**What is required:** Output every line of the material below unchanged, leaving out the pictures.

■ ■ ■ ■

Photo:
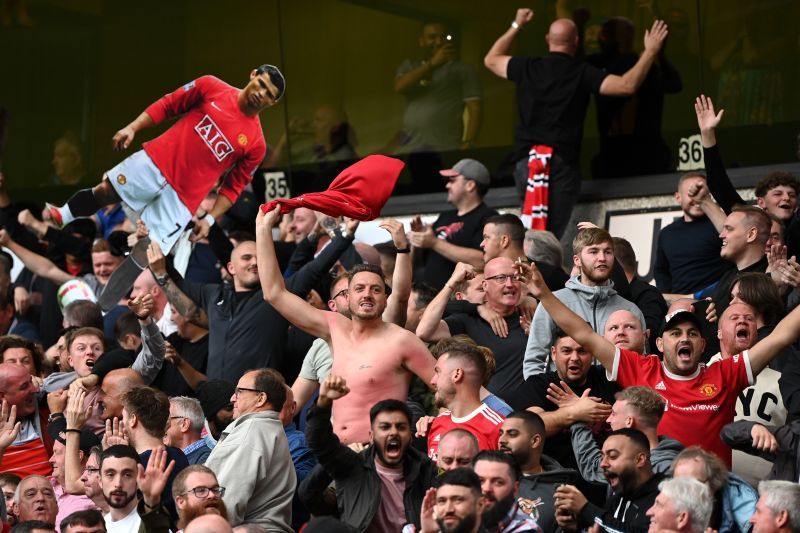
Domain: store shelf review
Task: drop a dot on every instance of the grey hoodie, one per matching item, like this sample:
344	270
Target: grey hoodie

■ ■ ■ ■

**The response:**
Photo:
Domain: store shelf review
Task: drop a dot on every instance of the grey hoodie, one per matching item, like this sample:
344	270
Target: grey hoodie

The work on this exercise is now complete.